## [Task prompt]
Please write out the records below verbatim, from the line with "target: black pickup truck" up to and including the line with "117 67 L 119".

## [Records of named region outlines]

_ _ _ _ _ _ _

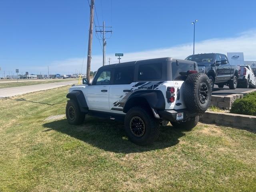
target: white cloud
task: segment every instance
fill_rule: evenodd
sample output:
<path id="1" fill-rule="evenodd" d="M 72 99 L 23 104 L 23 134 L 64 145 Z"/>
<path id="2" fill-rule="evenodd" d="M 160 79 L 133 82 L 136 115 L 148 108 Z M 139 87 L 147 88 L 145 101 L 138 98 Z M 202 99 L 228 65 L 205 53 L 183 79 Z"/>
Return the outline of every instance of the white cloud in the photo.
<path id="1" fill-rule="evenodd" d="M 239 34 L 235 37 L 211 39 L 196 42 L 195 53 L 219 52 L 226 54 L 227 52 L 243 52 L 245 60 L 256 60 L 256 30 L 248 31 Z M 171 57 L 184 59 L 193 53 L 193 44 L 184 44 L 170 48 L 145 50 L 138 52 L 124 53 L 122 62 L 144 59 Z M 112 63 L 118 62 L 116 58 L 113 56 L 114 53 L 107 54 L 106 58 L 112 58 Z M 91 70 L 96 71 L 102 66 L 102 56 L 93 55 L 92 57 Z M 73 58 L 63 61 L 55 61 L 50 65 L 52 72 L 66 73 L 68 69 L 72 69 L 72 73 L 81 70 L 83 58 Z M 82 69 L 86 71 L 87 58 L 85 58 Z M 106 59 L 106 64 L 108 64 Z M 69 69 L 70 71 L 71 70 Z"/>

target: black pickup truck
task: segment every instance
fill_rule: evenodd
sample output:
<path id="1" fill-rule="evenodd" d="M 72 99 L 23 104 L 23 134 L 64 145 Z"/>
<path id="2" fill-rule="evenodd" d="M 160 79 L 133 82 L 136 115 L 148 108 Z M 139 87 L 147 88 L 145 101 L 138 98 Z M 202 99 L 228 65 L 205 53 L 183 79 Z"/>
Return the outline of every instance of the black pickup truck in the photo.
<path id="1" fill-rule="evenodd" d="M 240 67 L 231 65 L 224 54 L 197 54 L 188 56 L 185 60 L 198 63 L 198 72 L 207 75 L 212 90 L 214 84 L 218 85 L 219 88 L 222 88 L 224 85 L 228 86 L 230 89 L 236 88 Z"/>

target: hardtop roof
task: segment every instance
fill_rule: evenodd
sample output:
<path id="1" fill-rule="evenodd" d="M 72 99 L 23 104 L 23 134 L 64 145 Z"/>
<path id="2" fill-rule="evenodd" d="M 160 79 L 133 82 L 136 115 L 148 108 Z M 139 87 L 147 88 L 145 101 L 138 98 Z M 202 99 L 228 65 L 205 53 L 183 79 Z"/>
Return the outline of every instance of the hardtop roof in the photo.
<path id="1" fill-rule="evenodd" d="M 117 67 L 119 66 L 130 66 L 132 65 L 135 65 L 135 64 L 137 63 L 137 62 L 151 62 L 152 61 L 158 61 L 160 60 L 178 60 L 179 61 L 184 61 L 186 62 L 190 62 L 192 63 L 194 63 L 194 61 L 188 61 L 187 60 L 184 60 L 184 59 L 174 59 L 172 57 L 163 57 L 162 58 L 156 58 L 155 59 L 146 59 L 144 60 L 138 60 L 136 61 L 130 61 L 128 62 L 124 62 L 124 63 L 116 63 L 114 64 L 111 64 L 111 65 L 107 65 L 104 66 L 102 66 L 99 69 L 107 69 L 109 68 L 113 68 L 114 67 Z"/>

_ _ _ _ _ _ _

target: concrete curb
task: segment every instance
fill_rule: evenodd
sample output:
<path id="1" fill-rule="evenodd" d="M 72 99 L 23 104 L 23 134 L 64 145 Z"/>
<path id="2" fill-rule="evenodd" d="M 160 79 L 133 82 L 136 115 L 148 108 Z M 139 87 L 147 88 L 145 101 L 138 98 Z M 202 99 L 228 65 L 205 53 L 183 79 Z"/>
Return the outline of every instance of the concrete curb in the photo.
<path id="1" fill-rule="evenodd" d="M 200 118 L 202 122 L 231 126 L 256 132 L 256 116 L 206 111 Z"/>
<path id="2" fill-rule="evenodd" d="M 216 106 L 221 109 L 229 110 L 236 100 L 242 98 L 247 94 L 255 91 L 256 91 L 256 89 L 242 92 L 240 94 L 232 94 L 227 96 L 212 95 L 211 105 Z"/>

_ _ _ _ _ _ _

## [Output below]
target: black pickup truck
task: segment every instance
fill_rule: evenodd
sample output:
<path id="1" fill-rule="evenodd" d="M 72 99 L 23 104 L 23 134 L 64 145 Z"/>
<path id="2" fill-rule="evenodd" d="M 160 79 L 133 82 L 136 115 L 148 108 Z M 139 87 L 147 88 L 145 101 L 138 98 Z M 202 99 L 228 65 L 205 53 L 183 79 Z"/>
Return the outline of every instance of the black pickup truck in the photo.
<path id="1" fill-rule="evenodd" d="M 240 67 L 231 65 L 224 54 L 197 54 L 188 56 L 185 60 L 198 63 L 198 72 L 207 75 L 212 90 L 214 84 L 218 85 L 219 88 L 222 88 L 224 85 L 228 86 L 230 89 L 236 88 Z"/>

target: hardtop roof
task: segment every instance
fill_rule: evenodd
sample output:
<path id="1" fill-rule="evenodd" d="M 72 99 L 23 104 L 23 134 L 64 145 Z"/>
<path id="2" fill-rule="evenodd" d="M 160 79 L 133 82 L 136 115 L 148 108 Z M 139 87 L 147 88 L 145 101 L 138 98 Z M 202 99 L 228 65 L 205 53 L 183 79 Z"/>
Return the outline of every instance of the hardtop roof in the photo.
<path id="1" fill-rule="evenodd" d="M 117 67 L 119 66 L 130 66 L 132 65 L 135 65 L 135 64 L 137 63 L 137 62 L 151 62 L 152 61 L 158 61 L 160 60 L 178 60 L 179 61 L 184 61 L 186 62 L 190 62 L 192 63 L 194 63 L 194 61 L 188 61 L 187 60 L 184 60 L 184 59 L 174 59 L 172 57 L 163 57 L 162 58 L 156 58 L 155 59 L 146 59 L 144 60 L 138 60 L 136 61 L 130 61 L 128 62 L 124 62 L 124 63 L 116 63 L 114 64 L 111 64 L 111 65 L 107 65 L 104 66 L 102 66 L 99 69 L 107 69 L 109 68 L 113 68 L 114 67 Z"/>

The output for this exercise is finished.